> **RECORDS FOR PROCESSING**
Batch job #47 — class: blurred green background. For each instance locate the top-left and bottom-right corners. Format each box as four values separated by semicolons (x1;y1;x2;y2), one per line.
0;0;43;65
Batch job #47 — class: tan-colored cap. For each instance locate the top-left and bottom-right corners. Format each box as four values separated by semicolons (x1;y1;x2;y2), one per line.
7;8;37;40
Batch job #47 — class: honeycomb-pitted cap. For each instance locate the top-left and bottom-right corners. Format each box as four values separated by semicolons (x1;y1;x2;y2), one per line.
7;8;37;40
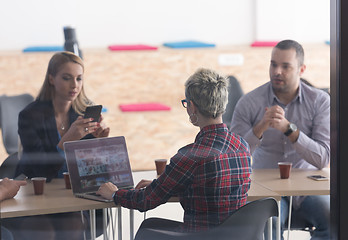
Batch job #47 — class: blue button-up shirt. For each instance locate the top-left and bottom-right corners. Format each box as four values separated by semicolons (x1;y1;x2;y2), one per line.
231;81;330;170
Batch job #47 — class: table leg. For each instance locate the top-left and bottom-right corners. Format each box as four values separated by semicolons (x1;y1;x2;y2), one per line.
287;196;293;240
118;206;122;240
81;211;87;240
103;208;108;240
267;217;272;240
90;209;96;240
130;209;134;240
277;200;281;240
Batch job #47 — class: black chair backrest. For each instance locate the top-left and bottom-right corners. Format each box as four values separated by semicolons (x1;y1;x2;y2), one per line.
301;78;330;95
0;94;34;154
0;152;19;178
222;76;243;129
205;197;278;240
135;198;278;240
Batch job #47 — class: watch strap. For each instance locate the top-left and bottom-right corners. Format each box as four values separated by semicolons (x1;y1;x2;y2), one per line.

> **WHAT YOU WILL DO**
An exact reproduction of the data is required, with pictures excluded.

> **TASK OUTPUT**
Batch job #47 — class: blurred green background. For each instance locate the top-left and bottom-right corners. Format each box as four values separated by semicolons (x1;y1;x2;y2), one per line.
0;0;43;65
Batch job #47 — class: tan-colored cap. For each instance locate the top-left and bottom-right corners. Format each box as four values separated by semicolons (x1;y1;x2;y2), one per line.
7;8;37;40
Batch job #47 — class: honeycomb-pitted cap. For each instance locate the top-left and bottom-right corners. Format each box as four values separated by semicolons (x1;y1;x2;y2), one per line.
7;8;37;40
Batch job #47 — class: blue button-up shirt. For each instance locate the top-left and bottom-right corners. Format each box as four values separated by semicolons (x1;y1;x2;y2), one per line.
231;81;330;170
Batch job #47 — class: table leg. For each instance locate the top-left and bottom-right corners. Format each box as four values separated by semicolons (x1;y1;x2;y2), one per line.
287;196;293;240
118;206;122;240
81;211;87;240
103;208;108;240
267;217;272;240
90;209;96;240
130;209;134;240
277;200;281;240
Batch job #47 — class: black chair backrest. For each instance locate the top-left and bottom-right corners. Format each box as four values separated by semicolons (x1;y1;x2;y2), one per line.
301;78;330;95
0;94;34;154
0;152;19;178
222;76;243;129
205;197;278;240
135;198;278;240
Batch job #47 — class: watch strap. For each instance locate the top-left and bottom-right corners. Format each box as four values separated by semicolons (x1;y1;x2;y2), one per line.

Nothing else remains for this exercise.